PROBLEM DETAILS
Repeat the entries below exactly, pictures excluded.

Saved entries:
^^^^^^^^^^^^^^^^

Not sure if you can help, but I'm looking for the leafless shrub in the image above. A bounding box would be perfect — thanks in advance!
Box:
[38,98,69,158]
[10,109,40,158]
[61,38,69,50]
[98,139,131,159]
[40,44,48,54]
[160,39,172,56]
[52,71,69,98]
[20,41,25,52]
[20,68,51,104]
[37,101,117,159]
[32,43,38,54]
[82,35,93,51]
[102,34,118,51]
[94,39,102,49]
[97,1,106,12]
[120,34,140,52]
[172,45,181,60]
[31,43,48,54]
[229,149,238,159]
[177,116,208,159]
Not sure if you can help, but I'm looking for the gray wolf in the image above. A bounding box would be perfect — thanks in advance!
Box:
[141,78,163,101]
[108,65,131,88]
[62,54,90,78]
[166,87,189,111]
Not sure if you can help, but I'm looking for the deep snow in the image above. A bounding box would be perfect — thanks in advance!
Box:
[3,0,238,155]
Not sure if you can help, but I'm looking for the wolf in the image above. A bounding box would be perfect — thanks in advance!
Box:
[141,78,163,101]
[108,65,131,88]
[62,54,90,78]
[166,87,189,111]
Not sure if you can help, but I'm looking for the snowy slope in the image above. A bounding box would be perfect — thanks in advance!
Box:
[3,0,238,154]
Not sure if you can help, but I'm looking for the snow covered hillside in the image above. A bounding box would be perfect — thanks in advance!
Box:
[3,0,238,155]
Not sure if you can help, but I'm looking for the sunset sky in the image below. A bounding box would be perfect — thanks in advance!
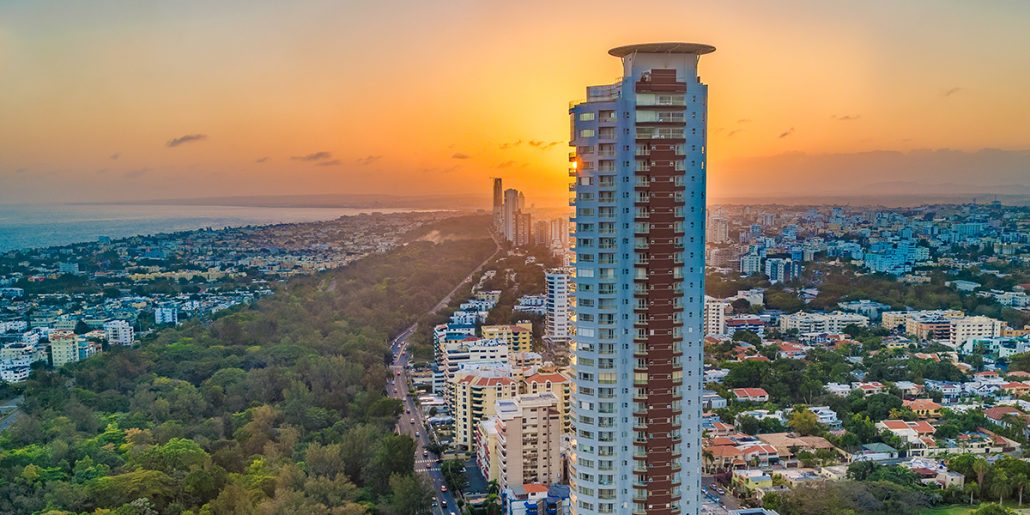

^^^^^^^^^^^^^^^^

RESULT
Not sure if you can help, but I'm looking for the leafless shrub in the image above. A bounding box would be perfect — thanks in advance!
Box:
[38,98,69,158]
[10,109,40,158]
[61,38,69,50]
[98,139,131,159]
[40,44,48,54]
[160,39,172,56]
[52,71,69,98]
[20,41,25,52]
[20,68,51,104]
[37,101,117,159]
[32,43,38,54]
[82,35,93,51]
[102,34,118,51]
[94,39,102,49]
[97,1,106,12]
[120,34,140,52]
[172,45,181,60]
[31,43,48,54]
[229,149,238,159]
[177,116,208,159]
Not sure if you can help, but I'm looking for the gray wolf in the image above. A bounding box would be perfect — thanks in advance!
Box:
[141,78,163,101]
[108,65,131,88]
[62,54,90,78]
[166,87,189,111]
Not sure if you can help, but I'm looking for the deep snow in the image above. A bounding box would be perfect — thanks in advance!
Box:
[3,0,238,155]
Not sure if you can help, but I'm looking for the wolf in the image above. A bounding box would be perfect — thanks in advance!
Box:
[141,78,163,101]
[108,65,131,88]
[62,54,90,78]
[166,87,189,111]
Not sure if you can help, but I'm looking for the snowy slope in the image above. A bounding box would be perfect — thanks in advance!
Box:
[3,0,238,154]
Not sure if you can help, but I'm looking for the snow covered hillside in the image above. A bounding box would be perfect — thanks in advance!
Box:
[3,0,238,155]
Not sure if you can help, but I'm looking for the sunset sky in the image below. A bounding box would be perfect — thanks in advance!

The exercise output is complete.